--- Start Data provided ---

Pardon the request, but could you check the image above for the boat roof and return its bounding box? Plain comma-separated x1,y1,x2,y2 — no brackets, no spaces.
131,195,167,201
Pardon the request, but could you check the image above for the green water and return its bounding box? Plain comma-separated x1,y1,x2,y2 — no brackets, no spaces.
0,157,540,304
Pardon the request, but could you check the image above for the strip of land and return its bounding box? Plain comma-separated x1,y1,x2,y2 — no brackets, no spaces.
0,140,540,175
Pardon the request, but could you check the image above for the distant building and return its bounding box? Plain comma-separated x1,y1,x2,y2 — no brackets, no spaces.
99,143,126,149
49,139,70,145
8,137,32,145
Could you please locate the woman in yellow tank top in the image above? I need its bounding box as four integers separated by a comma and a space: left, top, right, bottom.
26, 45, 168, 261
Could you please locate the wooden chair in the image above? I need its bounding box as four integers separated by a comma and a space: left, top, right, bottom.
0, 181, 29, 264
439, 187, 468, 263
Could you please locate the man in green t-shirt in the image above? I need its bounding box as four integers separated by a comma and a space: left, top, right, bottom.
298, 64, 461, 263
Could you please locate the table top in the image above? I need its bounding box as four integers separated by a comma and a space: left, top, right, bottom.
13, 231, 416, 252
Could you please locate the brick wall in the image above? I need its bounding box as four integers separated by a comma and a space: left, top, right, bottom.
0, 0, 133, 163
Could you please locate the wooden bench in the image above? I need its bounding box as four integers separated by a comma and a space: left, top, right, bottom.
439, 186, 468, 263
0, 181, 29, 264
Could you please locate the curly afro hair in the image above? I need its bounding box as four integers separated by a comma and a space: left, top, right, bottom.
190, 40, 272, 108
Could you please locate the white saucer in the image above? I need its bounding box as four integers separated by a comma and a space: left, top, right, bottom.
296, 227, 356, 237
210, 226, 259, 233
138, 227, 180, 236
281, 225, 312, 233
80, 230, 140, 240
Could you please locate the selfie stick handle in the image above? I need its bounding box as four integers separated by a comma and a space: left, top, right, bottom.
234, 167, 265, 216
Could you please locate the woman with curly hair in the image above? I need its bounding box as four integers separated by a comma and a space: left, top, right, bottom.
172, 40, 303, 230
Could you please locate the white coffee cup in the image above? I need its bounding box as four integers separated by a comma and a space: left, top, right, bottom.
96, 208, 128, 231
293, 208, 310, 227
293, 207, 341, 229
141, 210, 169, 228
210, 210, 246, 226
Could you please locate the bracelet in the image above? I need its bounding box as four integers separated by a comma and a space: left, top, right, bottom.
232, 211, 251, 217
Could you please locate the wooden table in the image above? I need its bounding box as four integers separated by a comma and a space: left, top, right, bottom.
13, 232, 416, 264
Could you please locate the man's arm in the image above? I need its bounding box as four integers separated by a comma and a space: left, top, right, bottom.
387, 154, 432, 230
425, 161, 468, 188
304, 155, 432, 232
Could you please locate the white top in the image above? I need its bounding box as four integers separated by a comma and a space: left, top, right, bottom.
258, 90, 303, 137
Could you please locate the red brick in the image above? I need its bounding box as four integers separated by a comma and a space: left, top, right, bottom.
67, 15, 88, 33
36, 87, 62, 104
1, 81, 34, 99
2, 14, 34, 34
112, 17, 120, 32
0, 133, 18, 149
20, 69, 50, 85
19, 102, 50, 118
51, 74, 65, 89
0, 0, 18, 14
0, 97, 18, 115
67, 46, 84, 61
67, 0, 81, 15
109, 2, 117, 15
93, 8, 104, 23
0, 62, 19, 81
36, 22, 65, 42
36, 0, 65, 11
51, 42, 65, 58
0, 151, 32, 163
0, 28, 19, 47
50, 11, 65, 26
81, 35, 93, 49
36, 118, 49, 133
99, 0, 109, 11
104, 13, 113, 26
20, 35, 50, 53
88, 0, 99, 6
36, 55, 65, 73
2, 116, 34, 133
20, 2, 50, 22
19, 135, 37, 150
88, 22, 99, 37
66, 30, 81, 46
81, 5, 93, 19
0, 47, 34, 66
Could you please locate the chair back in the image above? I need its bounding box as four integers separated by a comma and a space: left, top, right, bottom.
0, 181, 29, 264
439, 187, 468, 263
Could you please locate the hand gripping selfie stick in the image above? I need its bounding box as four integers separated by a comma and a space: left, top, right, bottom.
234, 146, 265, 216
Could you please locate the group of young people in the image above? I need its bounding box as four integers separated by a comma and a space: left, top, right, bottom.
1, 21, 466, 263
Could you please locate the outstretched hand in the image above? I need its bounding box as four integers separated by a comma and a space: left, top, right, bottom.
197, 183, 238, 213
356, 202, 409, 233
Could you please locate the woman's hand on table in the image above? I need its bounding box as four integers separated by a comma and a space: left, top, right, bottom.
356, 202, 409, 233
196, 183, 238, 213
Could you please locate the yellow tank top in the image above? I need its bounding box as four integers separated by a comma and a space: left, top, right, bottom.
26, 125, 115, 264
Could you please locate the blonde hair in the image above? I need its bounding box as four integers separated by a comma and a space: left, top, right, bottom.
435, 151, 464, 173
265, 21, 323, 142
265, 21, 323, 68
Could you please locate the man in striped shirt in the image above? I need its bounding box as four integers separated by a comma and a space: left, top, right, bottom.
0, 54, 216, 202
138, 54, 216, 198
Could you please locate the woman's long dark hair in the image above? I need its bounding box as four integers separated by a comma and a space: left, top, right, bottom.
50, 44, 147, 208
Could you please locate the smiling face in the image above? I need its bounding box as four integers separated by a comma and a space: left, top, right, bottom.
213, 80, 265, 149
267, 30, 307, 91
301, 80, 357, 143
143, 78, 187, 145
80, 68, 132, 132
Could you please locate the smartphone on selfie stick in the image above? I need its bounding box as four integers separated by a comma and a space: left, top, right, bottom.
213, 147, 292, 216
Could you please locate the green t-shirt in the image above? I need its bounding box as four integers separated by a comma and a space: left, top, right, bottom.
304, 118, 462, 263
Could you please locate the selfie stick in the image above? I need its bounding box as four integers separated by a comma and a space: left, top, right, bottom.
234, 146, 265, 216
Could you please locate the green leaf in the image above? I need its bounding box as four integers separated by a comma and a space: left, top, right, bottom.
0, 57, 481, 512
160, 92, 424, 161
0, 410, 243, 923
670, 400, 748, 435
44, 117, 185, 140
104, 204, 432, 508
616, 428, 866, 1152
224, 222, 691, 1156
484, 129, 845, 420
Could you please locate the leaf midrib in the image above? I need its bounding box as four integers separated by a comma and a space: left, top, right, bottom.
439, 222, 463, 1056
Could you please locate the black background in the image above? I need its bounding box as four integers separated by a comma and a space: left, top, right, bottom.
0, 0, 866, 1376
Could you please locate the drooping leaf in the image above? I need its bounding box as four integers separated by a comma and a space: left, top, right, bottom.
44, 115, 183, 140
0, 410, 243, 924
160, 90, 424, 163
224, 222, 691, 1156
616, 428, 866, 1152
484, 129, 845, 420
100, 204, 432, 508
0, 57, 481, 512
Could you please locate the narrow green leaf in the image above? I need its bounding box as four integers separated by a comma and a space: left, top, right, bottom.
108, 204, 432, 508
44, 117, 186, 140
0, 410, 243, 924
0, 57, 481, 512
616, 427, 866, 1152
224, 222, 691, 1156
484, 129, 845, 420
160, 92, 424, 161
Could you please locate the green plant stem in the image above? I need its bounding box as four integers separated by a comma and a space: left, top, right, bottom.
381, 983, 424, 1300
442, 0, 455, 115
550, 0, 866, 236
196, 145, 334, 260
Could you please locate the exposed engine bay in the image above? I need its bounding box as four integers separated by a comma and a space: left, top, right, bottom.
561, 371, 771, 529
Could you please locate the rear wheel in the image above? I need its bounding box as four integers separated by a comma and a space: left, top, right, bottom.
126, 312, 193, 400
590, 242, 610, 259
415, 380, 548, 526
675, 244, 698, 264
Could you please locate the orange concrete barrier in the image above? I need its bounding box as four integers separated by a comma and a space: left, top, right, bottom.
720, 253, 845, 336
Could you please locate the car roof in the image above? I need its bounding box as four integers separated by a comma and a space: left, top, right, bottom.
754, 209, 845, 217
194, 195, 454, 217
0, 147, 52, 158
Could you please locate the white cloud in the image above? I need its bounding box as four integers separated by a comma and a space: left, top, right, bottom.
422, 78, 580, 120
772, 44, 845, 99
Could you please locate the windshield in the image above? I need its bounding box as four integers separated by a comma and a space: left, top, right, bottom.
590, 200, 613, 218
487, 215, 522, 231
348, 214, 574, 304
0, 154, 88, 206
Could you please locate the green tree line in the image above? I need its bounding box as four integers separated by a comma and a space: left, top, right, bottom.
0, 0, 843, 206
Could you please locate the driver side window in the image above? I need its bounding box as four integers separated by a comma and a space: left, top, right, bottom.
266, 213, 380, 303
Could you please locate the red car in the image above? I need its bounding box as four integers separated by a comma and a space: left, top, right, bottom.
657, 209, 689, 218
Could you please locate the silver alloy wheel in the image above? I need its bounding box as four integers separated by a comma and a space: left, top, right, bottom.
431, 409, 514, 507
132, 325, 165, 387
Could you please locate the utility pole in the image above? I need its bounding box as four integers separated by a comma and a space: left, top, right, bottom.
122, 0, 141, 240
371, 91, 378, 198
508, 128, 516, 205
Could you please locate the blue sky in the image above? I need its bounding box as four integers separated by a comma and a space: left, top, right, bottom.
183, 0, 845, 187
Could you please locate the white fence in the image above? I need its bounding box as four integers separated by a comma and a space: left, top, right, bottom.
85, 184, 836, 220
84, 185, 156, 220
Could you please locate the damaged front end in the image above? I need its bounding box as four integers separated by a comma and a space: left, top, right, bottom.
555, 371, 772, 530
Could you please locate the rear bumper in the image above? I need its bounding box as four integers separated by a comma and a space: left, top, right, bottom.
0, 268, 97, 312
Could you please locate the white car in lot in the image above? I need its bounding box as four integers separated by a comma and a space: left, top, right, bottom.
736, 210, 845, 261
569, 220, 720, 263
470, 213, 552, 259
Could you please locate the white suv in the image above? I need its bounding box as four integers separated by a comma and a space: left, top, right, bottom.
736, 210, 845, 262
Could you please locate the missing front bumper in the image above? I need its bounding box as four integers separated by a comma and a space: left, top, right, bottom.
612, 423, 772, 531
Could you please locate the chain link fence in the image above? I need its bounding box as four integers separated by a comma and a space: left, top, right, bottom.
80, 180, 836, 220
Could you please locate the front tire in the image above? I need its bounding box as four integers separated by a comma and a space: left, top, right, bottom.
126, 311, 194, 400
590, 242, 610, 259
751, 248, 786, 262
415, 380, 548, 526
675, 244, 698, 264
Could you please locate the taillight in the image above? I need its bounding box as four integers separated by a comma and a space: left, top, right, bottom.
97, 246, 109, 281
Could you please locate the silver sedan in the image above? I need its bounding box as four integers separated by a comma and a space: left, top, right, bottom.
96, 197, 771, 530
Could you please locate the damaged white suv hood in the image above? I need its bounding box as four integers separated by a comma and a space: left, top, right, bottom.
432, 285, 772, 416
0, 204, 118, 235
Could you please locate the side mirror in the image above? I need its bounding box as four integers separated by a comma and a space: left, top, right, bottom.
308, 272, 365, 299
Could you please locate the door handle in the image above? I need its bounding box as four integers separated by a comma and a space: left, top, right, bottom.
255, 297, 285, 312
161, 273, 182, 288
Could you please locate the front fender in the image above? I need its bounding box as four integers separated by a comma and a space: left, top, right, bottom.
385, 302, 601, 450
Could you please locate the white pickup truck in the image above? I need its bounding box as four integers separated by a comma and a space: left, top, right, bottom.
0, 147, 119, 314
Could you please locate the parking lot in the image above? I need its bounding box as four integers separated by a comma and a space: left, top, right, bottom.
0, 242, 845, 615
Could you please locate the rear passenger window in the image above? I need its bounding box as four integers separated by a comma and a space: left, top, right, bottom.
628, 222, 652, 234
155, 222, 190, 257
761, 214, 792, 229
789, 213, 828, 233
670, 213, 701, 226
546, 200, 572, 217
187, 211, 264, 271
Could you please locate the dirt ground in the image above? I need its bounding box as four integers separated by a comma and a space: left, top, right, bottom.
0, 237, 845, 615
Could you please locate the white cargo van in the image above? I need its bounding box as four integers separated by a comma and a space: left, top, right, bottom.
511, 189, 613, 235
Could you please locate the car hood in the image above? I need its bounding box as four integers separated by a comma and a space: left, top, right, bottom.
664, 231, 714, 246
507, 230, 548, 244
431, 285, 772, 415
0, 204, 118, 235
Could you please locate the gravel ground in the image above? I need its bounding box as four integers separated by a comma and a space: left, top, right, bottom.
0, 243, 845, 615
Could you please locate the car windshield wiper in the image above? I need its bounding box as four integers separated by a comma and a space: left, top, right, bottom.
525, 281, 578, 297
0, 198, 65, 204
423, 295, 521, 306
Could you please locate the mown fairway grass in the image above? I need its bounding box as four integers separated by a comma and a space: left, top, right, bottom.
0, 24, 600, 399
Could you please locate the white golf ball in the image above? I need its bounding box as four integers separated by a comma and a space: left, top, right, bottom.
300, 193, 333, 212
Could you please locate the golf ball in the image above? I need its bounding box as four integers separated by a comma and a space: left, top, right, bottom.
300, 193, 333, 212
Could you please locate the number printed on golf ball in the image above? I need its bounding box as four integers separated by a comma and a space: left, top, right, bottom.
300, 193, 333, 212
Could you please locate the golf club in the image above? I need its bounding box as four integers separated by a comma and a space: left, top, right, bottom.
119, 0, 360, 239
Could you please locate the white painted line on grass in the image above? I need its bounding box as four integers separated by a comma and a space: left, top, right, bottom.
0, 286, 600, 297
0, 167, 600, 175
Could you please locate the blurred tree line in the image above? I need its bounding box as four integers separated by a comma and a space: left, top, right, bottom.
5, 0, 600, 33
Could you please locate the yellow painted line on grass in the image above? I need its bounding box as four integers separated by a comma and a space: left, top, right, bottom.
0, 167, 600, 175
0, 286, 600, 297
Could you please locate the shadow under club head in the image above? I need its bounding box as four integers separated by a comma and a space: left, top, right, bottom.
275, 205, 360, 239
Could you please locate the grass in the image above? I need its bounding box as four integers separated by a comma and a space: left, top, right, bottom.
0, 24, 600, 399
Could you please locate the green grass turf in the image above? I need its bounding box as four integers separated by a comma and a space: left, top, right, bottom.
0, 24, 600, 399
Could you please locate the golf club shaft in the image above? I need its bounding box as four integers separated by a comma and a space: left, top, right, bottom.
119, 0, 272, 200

--- End Data provided ---

Written task
Copy out again every line from the one containing "Could you please locate the white fence" through the one containing "0, 268, 97, 312", both ends included, keeping the requests as they are. Scale each box coordinate in the answers by 1.2 and round it to a whole number, with halves going up.

Output for this exercise
Could you please locate the white fence in the image above? I need its bounding box as four integers separated by a comma and a space: left, top, right, bottom.
102, 221, 1003, 264
101, 222, 187, 264
Could you please locate the damaged front end in the image above? I need its bounding box as four integers separated by a comma and a space: left, top, right, bottom.
666, 445, 926, 636
Could you please locate the rear bumper in the image above? I need its bounding box as four integers separated by a comma and a space: left, top, right, bottom.
0, 322, 116, 374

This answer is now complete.